PASSAGE GIVEN.
[start]

- Born: 19 December 1928 Gloucester
- Died: 8 August 2006 (aged 77) Liss
- Education: Pembroke College, Oxford
- Occupations: Composer, conductor, musicologist

= Michael Hurd (composer) =

English composer, teacher and author (1928 - 2006)

Michael John Hurd (19 December 1928 – 8 August 2006) was a composer, teacher and author, principally known for his dramatic cantatas for schools and for his choral music.

==Life==
Michael Hurd was born in Gloucester on 19 December 1928 and educated at The Crypt School, Gloucester, and Pembroke College, Oxford, where he studied music with Thomas Armstrong and Bernard Rose. He was also a composition pupil of Lennox Berkeley.

After National Service he taught at the Royal Marines Band School at Deal, (1953–59) before settling as a freelance composer in East Hampshire, where he took a leading role in the area's music-making. He bought the terraced, two-bedroom cottage at 4, Church Street, West Liss in 1961 and lived there for the rest of his life.

[end]

MATERIAL PROVIDED.
[start]

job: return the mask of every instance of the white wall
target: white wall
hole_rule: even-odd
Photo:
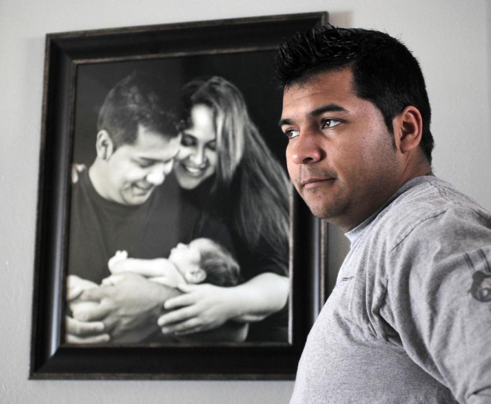
[[[435,172],[491,209],[489,0],[0,0],[0,401],[287,401],[292,381],[28,380],[44,36],[323,10],[335,25],[386,30],[414,51],[433,107]],[[345,249],[333,234],[331,248]]]

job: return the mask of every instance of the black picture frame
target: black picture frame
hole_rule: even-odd
[[[311,215],[296,193],[291,201],[288,343],[171,346],[63,343],[76,78],[81,66],[99,63],[275,51],[293,32],[327,20],[327,13],[318,12],[47,35],[30,378],[294,378],[327,290],[326,225]],[[279,115],[273,118],[277,120]]]

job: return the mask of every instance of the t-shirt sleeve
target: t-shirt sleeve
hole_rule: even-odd
[[[491,402],[489,218],[451,209],[387,253],[387,335],[460,402]]]

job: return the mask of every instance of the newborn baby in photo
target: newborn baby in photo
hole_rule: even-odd
[[[174,288],[183,283],[205,282],[216,286],[232,286],[239,281],[237,261],[226,249],[208,238],[197,238],[188,244],[178,243],[171,250],[168,258],[128,258],[126,251],[117,251],[109,259],[107,266],[111,275],[103,280],[103,285],[117,283],[125,273],[137,274],[152,282]],[[98,286],[89,281],[85,282],[87,285],[84,288]],[[70,302],[70,308],[74,318],[77,318],[82,311],[98,304],[97,302],[75,300]]]

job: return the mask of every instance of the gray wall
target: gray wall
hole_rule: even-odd
[[[414,51],[433,106],[435,172],[491,208],[489,0],[0,0],[0,401],[287,401],[292,381],[27,379],[44,36],[323,10],[335,25],[386,30]],[[346,244],[339,231],[331,236],[335,270]]]

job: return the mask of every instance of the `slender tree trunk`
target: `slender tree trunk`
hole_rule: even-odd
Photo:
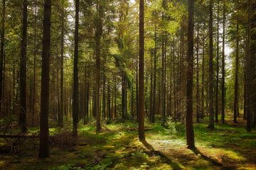
[[[117,77],[114,76],[114,118],[117,118]]]
[[[100,40],[102,35],[102,21],[103,9],[101,3],[97,1],[98,16],[96,21],[96,72],[95,72],[95,110],[96,110],[96,131],[100,132],[102,129],[100,125]]]
[[[49,157],[49,82],[50,58],[51,0],[44,1],[43,22],[42,78],[40,112],[39,158]]]
[[[63,79],[64,79],[64,9],[61,11],[61,49],[60,49],[60,116],[58,124],[60,127],[63,126]]]
[[[223,54],[222,54],[222,81],[221,81],[221,122],[225,123],[225,0],[223,0]]]
[[[213,117],[213,0],[210,0],[210,20],[209,20],[209,98],[210,98],[210,114],[209,128],[214,128]]]
[[[237,1],[238,6],[238,1]],[[235,94],[234,94],[234,115],[233,122],[238,123],[237,117],[238,115],[238,66],[239,66],[239,23],[238,16],[237,16],[236,26],[236,49],[235,49]]]
[[[26,132],[26,47],[28,29],[28,1],[23,1],[23,23],[22,38],[21,42],[21,62],[20,62],[20,114],[19,126],[22,132]]]
[[[78,24],[79,24],[79,0],[75,0],[75,52],[74,52],[74,70],[73,70],[73,135],[75,138],[78,137]]]
[[[145,141],[144,110],[144,0],[139,0],[139,139]]]
[[[154,115],[156,112],[156,24],[154,30],[154,82],[153,82],[153,105],[152,113],[151,115],[151,123],[154,123]]]
[[[216,59],[216,91],[215,91],[215,123],[218,122],[218,93],[219,93],[219,71],[220,71],[220,65],[219,65],[219,4],[220,4],[220,0],[218,0],[218,4],[217,4],[217,59]]]
[[[35,5],[35,11],[34,11],[34,36],[33,36],[33,99],[32,99],[32,127],[35,126],[35,105],[36,105],[36,13],[37,13],[37,7],[36,4]]]
[[[204,28],[203,28],[204,29]],[[205,113],[205,101],[204,101],[204,94],[205,92],[205,30],[203,30],[203,54],[202,54],[202,94],[201,94],[201,118],[204,117]]]
[[[1,24],[1,44],[0,44],[0,118],[1,115],[2,91],[3,91],[3,63],[4,48],[6,0],[2,0],[2,16]]]
[[[199,23],[196,28],[196,122],[200,120],[200,105],[199,105]]]
[[[195,148],[193,128],[193,22],[194,0],[188,1],[188,69],[186,91],[186,143],[188,148]]]
[[[132,87],[131,87],[131,114],[132,114],[132,119],[134,119],[134,79],[133,78],[132,79]]]
[[[164,18],[164,16],[163,16]],[[165,125],[165,85],[164,85],[164,35],[162,35],[161,43],[161,125]]]

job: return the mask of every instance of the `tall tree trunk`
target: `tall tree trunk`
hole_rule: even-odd
[[[139,0],[139,139],[145,141],[144,110],[144,0]]]
[[[195,148],[193,128],[193,22],[194,0],[188,1],[188,69],[186,91],[186,143],[188,148]]]
[[[197,24],[196,32],[196,122],[199,123],[199,23]]]
[[[28,1],[23,1],[23,23],[22,38],[21,42],[21,62],[20,62],[20,114],[19,126],[22,132],[26,132],[26,47],[28,29]]]
[[[64,70],[63,70],[63,62],[64,62],[64,8],[61,11],[61,49],[60,49],[60,116],[58,124],[60,127],[63,126],[63,79],[64,79]]]
[[[125,119],[125,76],[122,75],[122,118]]]
[[[213,116],[213,0],[210,0],[210,20],[209,20],[209,98],[210,114],[209,128],[214,128]]]
[[[151,123],[155,122],[154,115],[156,112],[156,24],[154,30],[154,82],[153,82],[153,105],[152,112],[151,113]]]
[[[202,94],[201,94],[201,118],[204,117],[205,113],[205,101],[204,101],[204,92],[205,92],[205,28],[203,28],[203,54],[202,54]]]
[[[217,4],[217,59],[216,59],[216,91],[215,91],[215,123],[218,122],[218,93],[219,93],[219,71],[220,71],[220,66],[219,66],[219,11],[220,11],[220,0],[218,0]]]
[[[51,0],[44,1],[43,22],[42,78],[40,112],[39,158],[49,157],[49,82],[50,58]]]
[[[103,9],[101,3],[97,1],[98,16],[96,21],[95,32],[95,52],[96,52],[96,72],[95,72],[95,113],[96,113],[96,131],[101,130],[100,125],[100,40],[102,35],[102,21]]]
[[[238,0],[237,1],[238,6]],[[238,115],[238,66],[239,66],[239,21],[238,14],[237,13],[236,26],[236,47],[235,47],[235,94],[234,94],[234,115],[233,122],[238,123],[237,117]]]
[[[75,51],[73,69],[73,135],[77,138],[78,124],[78,24],[79,24],[79,0],[75,0]]]
[[[35,126],[35,105],[36,105],[36,94],[37,94],[36,89],[36,23],[37,23],[37,6],[35,4],[34,11],[34,35],[33,35],[33,99],[32,99],[32,127]]]
[[[222,80],[221,80],[221,122],[225,123],[225,0],[223,0],[223,54],[222,54]]]
[[[3,91],[3,62],[4,48],[4,32],[5,32],[5,16],[6,16],[6,0],[2,0],[2,16],[1,24],[1,44],[0,44],[0,118],[1,115],[2,91]]]
[[[164,15],[164,14],[163,14]],[[163,16],[164,18],[164,16]],[[161,43],[161,125],[165,125],[165,84],[164,84],[164,45],[165,45],[165,36],[162,35]]]

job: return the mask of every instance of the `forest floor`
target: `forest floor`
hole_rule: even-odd
[[[92,124],[81,125],[77,146],[69,143],[67,130],[50,128],[50,159],[37,159],[38,147],[27,144],[15,154],[0,150],[0,169],[256,169],[256,129],[247,132],[239,120],[210,130],[203,121],[194,124],[193,152],[186,149],[185,126],[179,123],[168,128],[146,123],[144,144],[132,122],[105,125],[100,134]]]

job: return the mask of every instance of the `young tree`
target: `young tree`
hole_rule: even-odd
[[[3,62],[4,48],[4,32],[5,32],[5,16],[6,16],[6,0],[2,0],[2,15],[1,23],[1,44],[0,44],[0,117],[1,115],[2,105],[2,84],[3,84]]]
[[[58,116],[58,125],[60,127],[63,126],[63,78],[64,78],[64,70],[63,70],[63,62],[64,62],[64,8],[62,8],[61,13],[61,49],[60,49],[60,114]]]
[[[73,70],[73,135],[78,137],[78,23],[79,22],[79,0],[75,0],[75,53]]]
[[[50,58],[50,20],[51,0],[44,1],[43,50],[42,50],[42,77],[40,112],[40,147],[39,158],[48,158],[49,153],[49,82]]]
[[[139,0],[139,139],[145,140],[144,110],[144,0]]]
[[[20,63],[20,114],[19,125],[22,132],[26,132],[26,47],[28,29],[28,1],[23,1],[23,25],[22,38],[21,42],[21,63]]]
[[[210,0],[210,19],[209,19],[209,98],[210,113],[209,128],[214,128],[213,116],[213,0]]]
[[[188,1],[188,69],[186,91],[186,143],[188,148],[195,148],[193,128],[193,23],[194,0]]]
[[[100,1],[97,1],[97,16],[96,18],[95,31],[95,53],[96,53],[96,70],[95,70],[95,112],[96,112],[96,131],[101,130],[100,125],[100,40],[102,35],[102,15],[103,8]]]
[[[238,11],[238,0],[237,0],[237,8]],[[234,115],[233,122],[237,123],[237,117],[238,115],[238,66],[239,66],[239,21],[238,12],[237,12],[236,23],[236,46],[235,46],[235,94],[234,94]]]
[[[221,80],[221,122],[225,123],[225,0],[223,0],[223,54],[222,54],[222,80]]]
[[[217,58],[216,58],[216,91],[215,91],[215,123],[218,122],[218,113],[219,113],[219,108],[218,108],[218,99],[219,99],[219,72],[220,72],[220,65],[219,65],[219,58],[220,58],[220,47],[219,47],[219,25],[220,25],[220,0],[218,0],[217,2]]]

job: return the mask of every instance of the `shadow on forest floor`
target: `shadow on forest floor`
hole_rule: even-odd
[[[240,120],[242,121],[242,120]],[[132,122],[106,125],[95,134],[94,125],[81,125],[82,144],[52,146],[50,158],[37,159],[37,148],[0,155],[1,169],[254,169],[256,131],[240,125],[195,124],[196,149],[186,147],[185,127],[169,123],[166,128],[146,123],[146,142],[137,138]],[[0,140],[0,145],[4,142]],[[1,153],[2,154],[2,153]]]

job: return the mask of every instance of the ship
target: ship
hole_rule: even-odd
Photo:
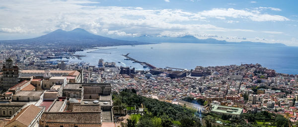
[[[103,66],[104,65],[104,62],[102,59],[99,59],[98,61],[98,66]]]

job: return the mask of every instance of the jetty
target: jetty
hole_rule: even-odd
[[[131,57],[130,57],[128,56],[128,55],[129,55],[129,53],[127,54],[126,55],[123,54],[123,55],[121,55],[121,56],[123,56],[126,57],[127,58],[127,59],[126,59],[126,60],[129,59],[130,60],[134,61],[135,63],[138,63],[140,64],[141,64],[141,65],[142,65],[143,66],[143,67],[144,68],[148,67],[149,67],[149,68],[152,68],[152,69],[156,68],[154,65],[152,65],[151,64],[148,63],[144,62],[140,62],[140,61],[138,61],[138,60],[136,60],[135,59],[131,58]]]

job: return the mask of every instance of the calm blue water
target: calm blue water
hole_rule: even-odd
[[[118,65],[133,66],[137,69],[143,69],[141,65],[124,60],[125,58],[120,55],[129,53],[131,57],[158,67],[194,69],[197,65],[258,63],[278,72],[298,74],[298,47],[164,43],[100,48],[113,48],[117,49],[94,51],[111,54],[86,53],[96,50],[94,49],[77,52],[76,54],[87,57],[82,58],[81,60],[71,58],[68,60],[70,62],[83,61],[97,65],[98,60],[102,58],[105,62],[115,62]]]

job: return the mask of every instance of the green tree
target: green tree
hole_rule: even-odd
[[[203,104],[203,105],[204,105],[204,106],[205,106],[205,105],[207,105],[207,104],[208,104],[208,102],[207,101],[205,101],[204,102],[204,104]]]
[[[191,119],[188,118],[185,118],[180,121],[181,124],[180,127],[190,127],[195,126],[195,122]]]
[[[127,119],[127,127],[136,127],[136,120]]]
[[[162,127],[161,126],[161,119],[154,117],[152,119],[152,123],[154,127]]]
[[[212,124],[211,124],[208,119],[206,120],[205,124],[206,124],[206,127],[212,127]]]
[[[150,117],[143,117],[139,121],[137,124],[138,127],[154,127],[154,125],[151,120]]]
[[[289,120],[287,119],[284,116],[278,115],[275,118],[275,123],[277,127],[289,127]]]
[[[122,110],[126,108],[127,105],[125,103],[123,103],[119,98],[115,97],[114,100],[114,105],[119,111],[120,115],[122,115]]]

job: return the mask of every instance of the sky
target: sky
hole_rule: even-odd
[[[0,0],[0,40],[58,29],[96,35],[214,38],[298,46],[296,0]]]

[end]

PROBLEM REQUIREMENTS. Pick up the text about the composer Michael Hurd right after its last sentence and keep writing. The records have no connection to the text about Michael Hurd.

ANSWER TO THIS EXERCISE.
Like his fellow Petersfield resident, the tenor Wilfred Brown, Hurd championed the memory of Gerald Finzi (co-editing the composer's correspondence with Howard Ferguson), as well as Rutland Boughton (he was music advisor to the Rutland Boughton Music Trust from 1978 to 2006), Ivor Gurney and Cyril Scott. Stephen Banfield, unimpressed by the critical stance of his 1962 biography of Boughton ("Hurd seemed unable to accept the poverty of Boughton's musical imagination - it would perhaps have been difficult to justify the biography had he done so"), was much more positive about The Ordeal of Ivor Gurney, published in 1978 ("not only authoritative and rounded but intensely moving"). From the 1960s Hurd acted as general editor to the Novello Short Biographies series and wrote the volumes on Britten and Tippett. He also wrote three volumes in the Faber Great Composers series.

His lifelong friends included the writer David Hughes and his wife Mai Zetterling. Hughes wrote the libretto for Hurd's first chamber opera, The Widow of Ephesus (1971), and Hurd wrote the music scores for two Zetterling films, Flickorna (1968), and Scrubbers (1982). He was also friends with the British-born Australian composer Michael Easton, with whom he helped establish the Port Fairy Spring Music Festival in Victoria, Australia.

He died on 8 August 2006 in Petersfield.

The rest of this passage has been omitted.